---- Records supplied
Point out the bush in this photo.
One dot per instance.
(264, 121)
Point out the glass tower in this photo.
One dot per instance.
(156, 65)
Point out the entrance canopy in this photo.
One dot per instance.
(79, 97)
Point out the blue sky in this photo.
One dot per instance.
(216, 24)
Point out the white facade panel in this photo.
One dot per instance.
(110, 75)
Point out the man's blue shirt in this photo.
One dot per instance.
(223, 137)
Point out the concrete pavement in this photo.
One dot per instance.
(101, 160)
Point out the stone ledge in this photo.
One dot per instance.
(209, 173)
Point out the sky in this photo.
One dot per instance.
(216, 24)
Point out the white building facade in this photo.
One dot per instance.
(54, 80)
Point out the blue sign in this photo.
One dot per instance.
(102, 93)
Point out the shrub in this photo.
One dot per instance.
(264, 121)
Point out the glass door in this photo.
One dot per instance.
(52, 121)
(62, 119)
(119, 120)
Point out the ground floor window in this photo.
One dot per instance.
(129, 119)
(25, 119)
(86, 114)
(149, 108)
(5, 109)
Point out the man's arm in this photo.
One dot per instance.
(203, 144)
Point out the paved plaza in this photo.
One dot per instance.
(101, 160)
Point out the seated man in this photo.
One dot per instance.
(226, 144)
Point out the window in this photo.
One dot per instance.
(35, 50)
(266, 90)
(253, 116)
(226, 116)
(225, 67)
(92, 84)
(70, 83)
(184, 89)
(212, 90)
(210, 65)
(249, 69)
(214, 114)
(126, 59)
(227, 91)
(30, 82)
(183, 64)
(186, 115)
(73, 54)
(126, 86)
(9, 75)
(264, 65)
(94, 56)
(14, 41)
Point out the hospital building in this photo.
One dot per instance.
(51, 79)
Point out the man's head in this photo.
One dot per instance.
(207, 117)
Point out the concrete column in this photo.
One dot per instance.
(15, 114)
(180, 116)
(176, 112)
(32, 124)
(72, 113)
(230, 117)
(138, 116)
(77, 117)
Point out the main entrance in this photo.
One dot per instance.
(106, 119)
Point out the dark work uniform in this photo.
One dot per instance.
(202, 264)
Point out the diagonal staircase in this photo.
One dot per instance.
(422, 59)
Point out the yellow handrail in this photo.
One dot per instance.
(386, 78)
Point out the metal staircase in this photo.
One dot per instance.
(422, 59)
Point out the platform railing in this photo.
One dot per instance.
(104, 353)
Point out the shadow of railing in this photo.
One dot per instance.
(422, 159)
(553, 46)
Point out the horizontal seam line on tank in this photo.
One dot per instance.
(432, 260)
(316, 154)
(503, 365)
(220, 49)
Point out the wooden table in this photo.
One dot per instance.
--------
Prompt:
Could you print the data verbatim, from the line holding "Point out the concrete column in this photo." through the final line, including both?

Solved exercise:
Point out the concrete column in this photo.
One dot per instance.
(15, 114)
(180, 116)
(176, 112)
(32, 124)
(72, 113)
(230, 117)
(138, 116)
(77, 117)
Point out the main entrance in this photo.
One dot per instance.
(106, 119)
Point out the dark work uniform in this photo.
One dot per instance.
(202, 264)
Point out the diagonal staircase in this photo.
One dot per instance.
(422, 59)
Point out the yellow handrail in this photo.
One dot per instance.
(386, 78)
Point out the metal staircase in this photo.
One dot per instance.
(422, 59)
Point out the platform railing in this photo.
One dot per instance.
(104, 353)
Point out the shadow of railing in this photo.
One dot per instance.
(422, 159)
(553, 46)
Point out the horizontal seam line on tank in this photo.
One dot per instance.
(432, 260)
(316, 154)
(503, 365)
(220, 49)
Point out the wooden table in this photo.
One dot per instance.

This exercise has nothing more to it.